Atatürk'le ilgili metinde "Türkiye Cumhuriyeti’nin kurucusu" ile "çok iyi konuşurdu." arasındaki bölümü, bu iki ifade de dahil olmak üzere, hiçbir değişiklik yapmadan yeniden yazın.

---- Metin alıntısı

Sensiz bir parçamız hep eksik …

Türkiye Cumhuriyeti’nin kurucusu ve ilk Cumhurbaşkanı Mustafa Kemal  ATATÜRK; 57 yıllık hayatına 11 savaş, 24 madalya, 7 nişan ve 13 kitap sığdırdı. Onca zorluğa ve yokluğa rağmen milleti ile el ele vererek az zamanda büyük işler başardı.

Yakalandığı karaciğer hastalığını yenmek için mücadele etse de doktorların tedavi çabaları sonuç vermeyince 10 Kasım 1938 Perşembe sabahı saat 09.05’te İstanbul Dolmabahçe Sarayı’nda hayata gözlerini yumdu!

Vatanın istikbali ve bizlerin aydınlık geleceği için tüm hayatını ortaya koyan Atamızı sevgi ve saygı ile anarken kendisini biraz daha yakından tanımaya ne dersiniz?

Düzenli ve temiz bir Türkçe konuşurdu

Türkçe’nin düzgün konuşulması üzerinde sıklıkla dururdu. Yabancı dilleri öğrenmeye de merakı vardı. İngilizce, Fransızca ve Almancayı çok iyi konuşurdu.

Atatürk’ün en büyük hayali dünya turuna çıkıp Türk dili ve tarihi üzerine yaptığı çalışmalarını genişletmekti fakat ömrü vefa etmedi. Araştırmaya ve okumaya çok önem verirdi. Hatta cephede bile fırsat buldukça okurdu. En sevdiği kitaplardan biri de Reşat Nuri Güntekin’in “ Çalıkuşu “ romanıydı. Müziğe ve dansa da ilgisi vardı.

--------
---- Veri alıntıları

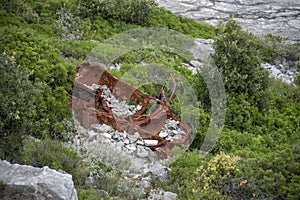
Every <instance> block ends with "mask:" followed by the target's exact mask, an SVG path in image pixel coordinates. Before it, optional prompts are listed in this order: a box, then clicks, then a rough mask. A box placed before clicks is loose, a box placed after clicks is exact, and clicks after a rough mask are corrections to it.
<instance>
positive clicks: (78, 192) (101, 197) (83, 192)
mask: <svg viewBox="0 0 300 200" xmlns="http://www.w3.org/2000/svg"><path fill="white" fill-rule="evenodd" d="M77 196H78V200H102V199H103V197H102V196H100V195H99V194H98V193H97V191H96V190H95V189H93V188H89V189H77Z"/></svg>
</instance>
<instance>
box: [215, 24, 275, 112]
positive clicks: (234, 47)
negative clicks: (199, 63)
mask: <svg viewBox="0 0 300 200" xmlns="http://www.w3.org/2000/svg"><path fill="white" fill-rule="evenodd" d="M214 48H215V53H214V54H213V59H214V62H215V64H216V66H217V67H218V69H219V70H220V72H221V75H222V78H223V81H224V84H225V89H226V92H227V93H235V94H240V93H247V94H249V95H250V96H254V97H255V101H254V103H258V104H262V106H261V107H264V105H263V103H264V102H263V100H262V99H263V96H264V91H265V90H266V89H267V87H268V85H269V81H268V73H267V71H266V70H264V69H262V68H261V67H260V63H261V54H260V52H261V49H260V47H259V45H258V42H257V38H256V37H255V36H254V35H253V34H251V33H249V32H245V31H243V30H242V28H241V26H239V25H238V23H237V22H236V21H234V20H233V19H231V20H229V21H228V22H227V23H226V25H224V24H219V26H218V27H217V29H216V40H215V42H214Z"/></svg>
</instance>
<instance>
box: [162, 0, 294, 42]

--------

## Yanıt alanı
Türkiye Cumhuriyeti’nin kurucusu ve ilk Cumhurbaşkanı Mustafa Kemal  ATATÜRK; 57 yıllık hayatına 11 savaş, 24 madalya, 7 nişan ve 13 kitap sığdırdı. Onca zorluğa ve yokluğa rağmen milleti ile el ele vererek az zamanda büyük işler başardı.

Yakalandığı karaciğer hastalığını yenmek için mücadele etse de doktorların tedavi çabaları sonuç vermeyince 10 Kasım 1938 Perşembe sabahı saat 09.05’te İstanbul Dolmabahçe Sarayı’nda hayata gözlerini yumdu!

Vatanın istikbali ve bizlerin aydınlık geleceği için tüm hayatını ortaya koyan Atamızı sevgi ve saygı ile anarken kendisini biraz daha yakından tanımaya ne dersiniz?

Düzenli ve temiz bir Türkçe konuşurdu

Türkçe’nin düzgün konuşulması üzerinde sıklıkla dururdu. Yabancı dilleri öğrenmeye de merakı vardı. İngilizce, Fransızca ve Almancayı çok iyi konuşurdu.